### Goal
Can you render every line from the start of the records through the line containing "xmin=860 ymin=280 xmax=1032 ymax=451" as a numbered list, with blank lines omitted?

[Bounding-box records]
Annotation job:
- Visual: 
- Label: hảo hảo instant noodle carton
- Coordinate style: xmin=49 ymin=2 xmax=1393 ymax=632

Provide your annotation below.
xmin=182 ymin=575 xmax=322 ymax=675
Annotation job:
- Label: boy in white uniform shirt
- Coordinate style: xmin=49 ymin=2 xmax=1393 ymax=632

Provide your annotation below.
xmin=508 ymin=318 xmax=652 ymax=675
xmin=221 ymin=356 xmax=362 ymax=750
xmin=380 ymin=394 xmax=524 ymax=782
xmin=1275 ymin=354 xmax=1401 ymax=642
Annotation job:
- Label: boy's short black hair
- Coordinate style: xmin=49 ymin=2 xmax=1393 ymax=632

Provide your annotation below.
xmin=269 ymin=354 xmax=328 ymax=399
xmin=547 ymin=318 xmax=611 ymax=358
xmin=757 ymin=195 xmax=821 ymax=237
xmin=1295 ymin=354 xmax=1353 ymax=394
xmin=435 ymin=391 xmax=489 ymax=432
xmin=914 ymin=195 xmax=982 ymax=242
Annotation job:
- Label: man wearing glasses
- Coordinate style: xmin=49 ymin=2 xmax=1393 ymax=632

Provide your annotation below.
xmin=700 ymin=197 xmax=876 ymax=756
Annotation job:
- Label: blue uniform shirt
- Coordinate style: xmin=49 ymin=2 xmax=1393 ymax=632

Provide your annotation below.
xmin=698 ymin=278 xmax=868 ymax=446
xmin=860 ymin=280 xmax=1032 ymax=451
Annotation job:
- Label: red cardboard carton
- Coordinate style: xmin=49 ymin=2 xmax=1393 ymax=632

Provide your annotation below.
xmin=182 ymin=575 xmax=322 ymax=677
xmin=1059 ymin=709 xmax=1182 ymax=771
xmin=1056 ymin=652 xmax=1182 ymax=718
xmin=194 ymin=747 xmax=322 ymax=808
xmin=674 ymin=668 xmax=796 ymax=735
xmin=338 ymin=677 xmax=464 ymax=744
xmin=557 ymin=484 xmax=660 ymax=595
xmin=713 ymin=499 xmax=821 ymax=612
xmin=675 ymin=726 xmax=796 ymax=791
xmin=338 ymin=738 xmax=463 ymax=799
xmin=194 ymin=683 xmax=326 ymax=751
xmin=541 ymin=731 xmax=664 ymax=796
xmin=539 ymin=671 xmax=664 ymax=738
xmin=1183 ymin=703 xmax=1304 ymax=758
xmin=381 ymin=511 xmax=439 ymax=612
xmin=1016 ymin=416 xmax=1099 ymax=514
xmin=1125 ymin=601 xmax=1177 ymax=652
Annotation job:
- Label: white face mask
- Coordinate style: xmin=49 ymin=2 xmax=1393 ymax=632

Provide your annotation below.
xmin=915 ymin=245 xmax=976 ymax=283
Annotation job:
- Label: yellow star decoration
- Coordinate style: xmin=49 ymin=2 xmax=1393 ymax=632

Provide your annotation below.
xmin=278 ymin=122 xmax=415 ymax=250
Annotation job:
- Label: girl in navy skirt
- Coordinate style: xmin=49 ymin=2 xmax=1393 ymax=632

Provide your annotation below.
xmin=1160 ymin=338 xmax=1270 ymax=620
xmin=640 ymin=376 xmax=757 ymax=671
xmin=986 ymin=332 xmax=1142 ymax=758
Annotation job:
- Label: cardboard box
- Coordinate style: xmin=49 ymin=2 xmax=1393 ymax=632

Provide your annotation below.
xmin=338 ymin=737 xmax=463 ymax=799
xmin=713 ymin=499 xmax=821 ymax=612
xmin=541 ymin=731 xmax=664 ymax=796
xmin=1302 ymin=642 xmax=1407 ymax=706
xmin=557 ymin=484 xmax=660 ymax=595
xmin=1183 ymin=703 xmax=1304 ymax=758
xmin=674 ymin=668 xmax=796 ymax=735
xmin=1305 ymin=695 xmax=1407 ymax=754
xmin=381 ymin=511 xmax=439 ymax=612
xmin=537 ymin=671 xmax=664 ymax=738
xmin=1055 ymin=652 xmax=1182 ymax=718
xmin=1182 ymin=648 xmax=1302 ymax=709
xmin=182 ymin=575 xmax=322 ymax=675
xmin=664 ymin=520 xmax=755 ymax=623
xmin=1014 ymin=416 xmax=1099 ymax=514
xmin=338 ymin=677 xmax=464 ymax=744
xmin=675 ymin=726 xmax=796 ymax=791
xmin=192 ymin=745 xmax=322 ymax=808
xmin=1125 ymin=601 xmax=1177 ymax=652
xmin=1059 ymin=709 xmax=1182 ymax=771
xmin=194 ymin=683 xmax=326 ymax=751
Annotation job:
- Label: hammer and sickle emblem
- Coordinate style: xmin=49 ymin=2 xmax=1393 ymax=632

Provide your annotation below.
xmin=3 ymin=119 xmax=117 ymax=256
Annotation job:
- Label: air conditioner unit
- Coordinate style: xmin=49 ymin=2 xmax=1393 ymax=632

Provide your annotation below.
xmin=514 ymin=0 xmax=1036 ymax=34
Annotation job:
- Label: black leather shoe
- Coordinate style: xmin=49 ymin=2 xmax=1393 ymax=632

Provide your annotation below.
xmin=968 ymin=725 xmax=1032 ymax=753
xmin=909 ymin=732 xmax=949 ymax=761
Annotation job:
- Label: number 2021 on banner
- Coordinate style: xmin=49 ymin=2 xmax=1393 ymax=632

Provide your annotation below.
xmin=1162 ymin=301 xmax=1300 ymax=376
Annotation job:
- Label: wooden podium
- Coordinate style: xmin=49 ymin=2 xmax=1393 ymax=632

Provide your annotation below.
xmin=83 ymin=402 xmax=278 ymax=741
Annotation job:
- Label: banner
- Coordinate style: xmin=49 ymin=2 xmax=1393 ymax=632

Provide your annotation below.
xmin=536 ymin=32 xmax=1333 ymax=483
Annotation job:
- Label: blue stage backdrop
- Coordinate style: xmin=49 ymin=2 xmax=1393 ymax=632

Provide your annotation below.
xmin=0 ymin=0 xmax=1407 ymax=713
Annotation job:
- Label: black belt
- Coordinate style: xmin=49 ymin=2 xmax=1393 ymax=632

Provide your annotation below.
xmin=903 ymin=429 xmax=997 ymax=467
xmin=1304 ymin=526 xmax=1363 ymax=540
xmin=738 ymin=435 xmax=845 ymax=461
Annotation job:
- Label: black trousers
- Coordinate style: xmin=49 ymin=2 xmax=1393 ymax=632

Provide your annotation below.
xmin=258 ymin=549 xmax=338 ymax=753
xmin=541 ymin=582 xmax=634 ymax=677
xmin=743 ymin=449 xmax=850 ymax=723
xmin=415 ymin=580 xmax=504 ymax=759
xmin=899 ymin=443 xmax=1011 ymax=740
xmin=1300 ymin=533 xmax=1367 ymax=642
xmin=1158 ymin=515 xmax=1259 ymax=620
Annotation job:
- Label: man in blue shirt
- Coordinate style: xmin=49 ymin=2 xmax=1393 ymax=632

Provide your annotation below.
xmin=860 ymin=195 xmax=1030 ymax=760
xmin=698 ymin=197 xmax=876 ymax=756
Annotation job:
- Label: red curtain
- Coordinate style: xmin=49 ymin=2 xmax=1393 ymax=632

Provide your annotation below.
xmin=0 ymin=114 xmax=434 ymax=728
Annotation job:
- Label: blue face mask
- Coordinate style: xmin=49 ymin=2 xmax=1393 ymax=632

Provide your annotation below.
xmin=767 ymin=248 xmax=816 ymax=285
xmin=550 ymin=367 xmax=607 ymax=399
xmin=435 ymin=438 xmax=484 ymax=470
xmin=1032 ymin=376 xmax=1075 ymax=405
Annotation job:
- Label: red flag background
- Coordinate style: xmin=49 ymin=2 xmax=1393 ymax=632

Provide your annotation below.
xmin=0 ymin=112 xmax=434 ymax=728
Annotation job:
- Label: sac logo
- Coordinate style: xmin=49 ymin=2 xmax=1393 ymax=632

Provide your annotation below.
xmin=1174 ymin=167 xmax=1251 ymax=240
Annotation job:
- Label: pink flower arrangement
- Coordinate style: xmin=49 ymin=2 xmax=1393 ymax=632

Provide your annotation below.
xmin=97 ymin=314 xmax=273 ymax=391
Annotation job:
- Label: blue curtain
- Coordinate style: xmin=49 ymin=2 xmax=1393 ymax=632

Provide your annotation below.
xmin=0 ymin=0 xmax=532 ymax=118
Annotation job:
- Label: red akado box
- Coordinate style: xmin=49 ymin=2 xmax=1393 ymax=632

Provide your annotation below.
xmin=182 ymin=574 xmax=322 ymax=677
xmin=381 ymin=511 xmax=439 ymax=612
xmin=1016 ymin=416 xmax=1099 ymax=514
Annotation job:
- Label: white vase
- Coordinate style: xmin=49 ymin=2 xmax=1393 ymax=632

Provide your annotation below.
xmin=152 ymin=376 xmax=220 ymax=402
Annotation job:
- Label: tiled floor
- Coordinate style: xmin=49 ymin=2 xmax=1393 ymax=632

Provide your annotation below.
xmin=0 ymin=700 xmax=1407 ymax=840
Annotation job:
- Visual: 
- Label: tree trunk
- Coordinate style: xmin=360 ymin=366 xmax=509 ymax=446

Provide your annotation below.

### Exercise response
1. Annotation job:
2. - Visual: 
3. - Label: hảo hảo instant noodle carton
4. - Coordinate style: xmin=49 ymin=2 xmax=1393 ymax=632
5. Provide your annotation below.
6. xmin=182 ymin=575 xmax=322 ymax=675
7. Annotation job:
8. - Label: boy in white uniform shirt
9. - Coordinate style: xmin=49 ymin=2 xmax=1393 ymax=632
10. Provide your annotation below.
11. xmin=508 ymin=318 xmax=652 ymax=675
12. xmin=221 ymin=356 xmax=362 ymax=750
13. xmin=380 ymin=394 xmax=524 ymax=782
14. xmin=1275 ymin=354 xmax=1401 ymax=642
15. Annotation job:
16. - Label: boy's short black hair
17. - Coordinate style: xmin=49 ymin=2 xmax=1393 ymax=632
18. Provide your annotation below.
19. xmin=269 ymin=354 xmax=328 ymax=399
20. xmin=547 ymin=318 xmax=611 ymax=358
21. xmin=757 ymin=195 xmax=821 ymax=237
22. xmin=1295 ymin=354 xmax=1353 ymax=394
23. xmin=435 ymin=391 xmax=489 ymax=432
24. xmin=914 ymin=195 xmax=982 ymax=242
25. Annotation job:
26. - Label: man wearing glasses
27. - Coordinate style: xmin=49 ymin=2 xmax=1393 ymax=632
28. Provide your annotation below.
29. xmin=700 ymin=197 xmax=876 ymax=756
30. Annotation job:
31. - Label: blue uniform shirt
32. - Coordinate style: xmin=49 ymin=2 xmax=1393 ymax=632
33. Provide your annotation below.
34. xmin=698 ymin=278 xmax=868 ymax=446
35. xmin=860 ymin=280 xmax=1032 ymax=451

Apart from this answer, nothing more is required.